» TASK TO CARRY OUT
Count the lines in the data below that contain the string "white", treating uppercase and lowercase letters as distinct. Reply with the number alone.

» SUPPLIED ENTRIES
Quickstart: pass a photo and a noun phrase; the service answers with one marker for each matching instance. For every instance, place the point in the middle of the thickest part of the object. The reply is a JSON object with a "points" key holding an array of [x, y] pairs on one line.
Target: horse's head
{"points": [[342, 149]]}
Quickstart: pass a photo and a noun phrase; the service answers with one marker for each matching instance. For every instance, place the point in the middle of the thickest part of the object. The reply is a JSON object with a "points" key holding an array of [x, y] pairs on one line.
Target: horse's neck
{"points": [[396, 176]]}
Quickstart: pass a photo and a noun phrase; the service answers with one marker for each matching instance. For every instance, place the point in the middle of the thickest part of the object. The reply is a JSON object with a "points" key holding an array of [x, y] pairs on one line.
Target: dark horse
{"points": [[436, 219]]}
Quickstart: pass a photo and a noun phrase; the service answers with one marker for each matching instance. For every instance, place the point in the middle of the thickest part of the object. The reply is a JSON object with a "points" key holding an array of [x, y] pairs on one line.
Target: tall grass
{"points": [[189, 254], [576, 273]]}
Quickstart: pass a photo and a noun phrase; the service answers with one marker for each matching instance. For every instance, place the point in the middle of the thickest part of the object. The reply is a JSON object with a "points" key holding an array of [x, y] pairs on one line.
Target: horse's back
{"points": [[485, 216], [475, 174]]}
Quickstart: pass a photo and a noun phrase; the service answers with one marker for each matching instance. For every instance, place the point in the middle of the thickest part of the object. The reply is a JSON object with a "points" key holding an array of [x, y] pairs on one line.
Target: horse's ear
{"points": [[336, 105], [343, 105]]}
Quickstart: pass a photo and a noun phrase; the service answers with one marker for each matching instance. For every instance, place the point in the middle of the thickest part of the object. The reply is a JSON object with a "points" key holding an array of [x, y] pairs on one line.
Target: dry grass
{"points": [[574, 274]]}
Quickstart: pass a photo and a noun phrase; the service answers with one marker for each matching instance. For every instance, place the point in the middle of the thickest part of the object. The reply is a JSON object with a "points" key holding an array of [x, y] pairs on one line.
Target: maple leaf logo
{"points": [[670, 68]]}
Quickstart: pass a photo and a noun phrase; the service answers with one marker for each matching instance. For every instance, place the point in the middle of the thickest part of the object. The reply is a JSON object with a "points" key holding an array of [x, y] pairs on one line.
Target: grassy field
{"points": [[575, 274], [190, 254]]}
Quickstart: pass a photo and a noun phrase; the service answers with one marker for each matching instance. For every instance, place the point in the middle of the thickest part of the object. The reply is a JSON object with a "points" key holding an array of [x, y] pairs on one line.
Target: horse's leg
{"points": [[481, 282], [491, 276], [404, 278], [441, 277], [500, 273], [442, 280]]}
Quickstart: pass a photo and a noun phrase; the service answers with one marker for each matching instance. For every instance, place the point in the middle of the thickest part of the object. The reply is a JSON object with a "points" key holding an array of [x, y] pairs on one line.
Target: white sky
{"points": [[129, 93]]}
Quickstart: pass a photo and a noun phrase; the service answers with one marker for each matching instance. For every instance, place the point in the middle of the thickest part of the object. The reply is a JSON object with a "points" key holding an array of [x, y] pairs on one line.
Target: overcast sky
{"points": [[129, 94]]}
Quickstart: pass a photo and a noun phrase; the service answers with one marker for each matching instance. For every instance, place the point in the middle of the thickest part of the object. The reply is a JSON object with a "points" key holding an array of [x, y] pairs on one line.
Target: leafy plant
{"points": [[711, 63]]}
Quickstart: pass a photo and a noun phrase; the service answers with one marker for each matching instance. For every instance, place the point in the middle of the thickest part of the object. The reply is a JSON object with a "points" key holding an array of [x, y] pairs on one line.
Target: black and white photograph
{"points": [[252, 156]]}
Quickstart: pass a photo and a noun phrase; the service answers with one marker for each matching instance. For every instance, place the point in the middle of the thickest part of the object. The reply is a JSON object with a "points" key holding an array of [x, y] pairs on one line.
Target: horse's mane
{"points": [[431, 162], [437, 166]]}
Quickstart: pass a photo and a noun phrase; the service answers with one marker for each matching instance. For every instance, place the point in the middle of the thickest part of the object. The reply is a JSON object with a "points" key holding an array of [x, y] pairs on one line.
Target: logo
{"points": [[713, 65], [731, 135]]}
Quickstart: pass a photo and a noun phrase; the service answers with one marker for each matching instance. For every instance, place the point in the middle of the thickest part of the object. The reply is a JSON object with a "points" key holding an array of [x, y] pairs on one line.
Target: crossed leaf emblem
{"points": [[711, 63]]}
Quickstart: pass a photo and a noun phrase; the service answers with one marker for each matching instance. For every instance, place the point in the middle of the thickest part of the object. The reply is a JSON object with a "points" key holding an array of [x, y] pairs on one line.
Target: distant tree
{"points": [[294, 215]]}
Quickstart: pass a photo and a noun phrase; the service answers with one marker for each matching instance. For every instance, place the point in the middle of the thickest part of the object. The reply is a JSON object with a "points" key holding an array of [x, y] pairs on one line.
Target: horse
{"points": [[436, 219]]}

» COMPLETED TASK
2